**What the task asks**
Can you pull out each line of the data below that includes the word "goal"?

*** Supplied data

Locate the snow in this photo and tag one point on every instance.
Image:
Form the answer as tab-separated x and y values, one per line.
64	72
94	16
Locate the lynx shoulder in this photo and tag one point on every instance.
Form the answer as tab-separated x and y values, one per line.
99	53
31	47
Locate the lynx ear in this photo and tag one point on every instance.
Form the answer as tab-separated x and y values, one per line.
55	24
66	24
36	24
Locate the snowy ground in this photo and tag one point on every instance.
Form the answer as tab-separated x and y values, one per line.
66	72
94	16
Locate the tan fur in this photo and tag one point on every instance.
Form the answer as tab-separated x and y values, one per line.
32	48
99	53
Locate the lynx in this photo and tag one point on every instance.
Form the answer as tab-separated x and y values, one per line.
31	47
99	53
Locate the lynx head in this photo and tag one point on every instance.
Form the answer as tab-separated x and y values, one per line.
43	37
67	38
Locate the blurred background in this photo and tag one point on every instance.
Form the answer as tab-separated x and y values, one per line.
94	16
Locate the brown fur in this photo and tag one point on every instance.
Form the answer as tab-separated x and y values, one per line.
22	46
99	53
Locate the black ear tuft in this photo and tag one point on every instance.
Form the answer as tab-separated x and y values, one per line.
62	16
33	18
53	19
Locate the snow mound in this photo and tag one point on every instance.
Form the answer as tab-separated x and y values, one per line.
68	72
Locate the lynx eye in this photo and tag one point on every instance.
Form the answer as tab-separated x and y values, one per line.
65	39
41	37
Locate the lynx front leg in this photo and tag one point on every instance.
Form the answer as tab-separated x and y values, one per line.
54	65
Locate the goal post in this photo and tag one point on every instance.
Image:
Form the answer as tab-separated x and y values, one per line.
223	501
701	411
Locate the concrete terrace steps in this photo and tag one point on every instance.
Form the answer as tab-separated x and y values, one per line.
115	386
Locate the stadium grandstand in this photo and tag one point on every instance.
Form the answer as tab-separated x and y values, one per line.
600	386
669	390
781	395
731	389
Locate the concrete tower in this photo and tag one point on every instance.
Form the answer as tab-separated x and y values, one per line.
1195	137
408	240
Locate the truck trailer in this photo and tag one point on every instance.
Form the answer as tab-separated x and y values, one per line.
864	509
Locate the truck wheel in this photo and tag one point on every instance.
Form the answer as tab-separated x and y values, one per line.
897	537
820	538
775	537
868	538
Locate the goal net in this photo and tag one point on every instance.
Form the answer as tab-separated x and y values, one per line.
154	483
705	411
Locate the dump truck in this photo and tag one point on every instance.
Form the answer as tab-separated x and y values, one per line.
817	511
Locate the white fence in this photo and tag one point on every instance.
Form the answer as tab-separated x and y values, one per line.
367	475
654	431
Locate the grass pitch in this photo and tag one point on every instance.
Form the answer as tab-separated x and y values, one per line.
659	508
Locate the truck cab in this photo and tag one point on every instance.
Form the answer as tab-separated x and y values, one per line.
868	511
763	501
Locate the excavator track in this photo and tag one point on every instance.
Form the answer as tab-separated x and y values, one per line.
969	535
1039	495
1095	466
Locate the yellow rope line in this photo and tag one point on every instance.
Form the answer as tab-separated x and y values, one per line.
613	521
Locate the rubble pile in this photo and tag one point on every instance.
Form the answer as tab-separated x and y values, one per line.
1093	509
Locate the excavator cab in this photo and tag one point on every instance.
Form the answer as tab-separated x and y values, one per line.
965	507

******

**Solution to this exercise**
Locate the goal post in this photo and tag one point on every instance.
Locate the goal net in this photo and tag one point on every instance.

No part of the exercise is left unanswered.